## ACTIVITY
Copy the article on Neighbours from "Now Neighbours will" up to and including "do something similar.", switching "Hollyoaks" to "Coronation Street".

## PASSAGE PROVIDED
+ + + +
Disturbing allegations of racism, sexism and homophobia were levelled at Neighbours (10 Peach) this week by Indigenous cast members Shareena Clanton and Meyne Wyatt. It is a wake-up call for the industry and reveals, yet again, the lack of diversity on Australian commercial TV.
Neighbours currently has the most inclusive cast of any Aussie commercial drama with multicultural, gay, lesbian and bisexual characters. Hearing impaired teacher Curtis (Nathan Borg) and transgender student Mackenzie (Georgie Stone) were both cast after the actors personally approached Neighbours about being included. Neighbours is a show that wants to learn and do better.
Now Neighbours will go through the same reckoning that Hollyoaks (Channel 4) faced last year when several of its black actors (Rachel Adedeji, Trevor A Toussaint, Richard Blackwood and Talia Grant) spoke out about systematic racism at Lime Pictures and the TV industry in general. Hollyoaks is the most diverse soap in the UK, and they have introduced new training and recruitment measures behind the scenes. Expect Neighbours to do something similar.
Meyne Wyatt is right to point out the lack of Indigenous roles on commercial TV and streaming services. There have been over 50 continuing serials on Australian TV, but only one has ever featured an Indigenous family and their mob. That was The Heights (ABC) and it featured, amongst others, Shari Sebbens, Kelton Pell and Callan Tassone.
Home and Away (Seven) has only ever had one Blackfella in Summer Bay over the course of 7,500 episodes. In 2003, a brain tumour-induced dream sequence saw Alf (Ray Meagher) turn into an Aboriginal man (played by David Ngoombujarra). One episode and he wasn’t even real.
Home and Away does have an Indigenous family now, the Parata clan (Rob Kipa-Williams, Kawakawa Fox-Reo and Ethan Browne). They are Maori but behave just like all the Aussie surf gangs in the show, always on the edge of criminality. Compare that to Shortland Street (SBS Viceland) where a third of the core cast are of Maori or Polynesian descent, and when you add in guest roles, they make up 50% of the cast. Most play health professionals and some even drop in the occasional Maori expression. Oh New Zealand, we have so much to learn from you.
+ + + +
## DATA
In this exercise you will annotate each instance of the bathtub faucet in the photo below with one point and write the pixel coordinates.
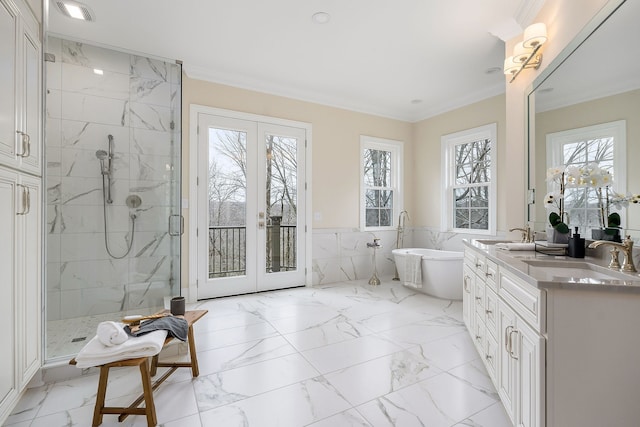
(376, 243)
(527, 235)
+ + + +
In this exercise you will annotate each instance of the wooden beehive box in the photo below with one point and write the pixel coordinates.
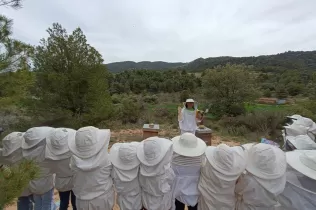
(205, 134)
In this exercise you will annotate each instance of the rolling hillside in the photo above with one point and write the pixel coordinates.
+ + + +
## SOLUTION FOR THIS TASK
Now Neighbours will go through the same reckoning that Coronation Street (Channel 4) faced last year when several of its black actors (Rachel Adedeji, Trevor A Toussaint, Richard Blackwood and Talia Grant) spoke out about systematic racism at Lime Pictures and the TV industry in general. Coronation Street is the most diverse soap in the UK, and they have introduced new training and recruitment measures behind the scenes. Expect Neighbours to do something similar.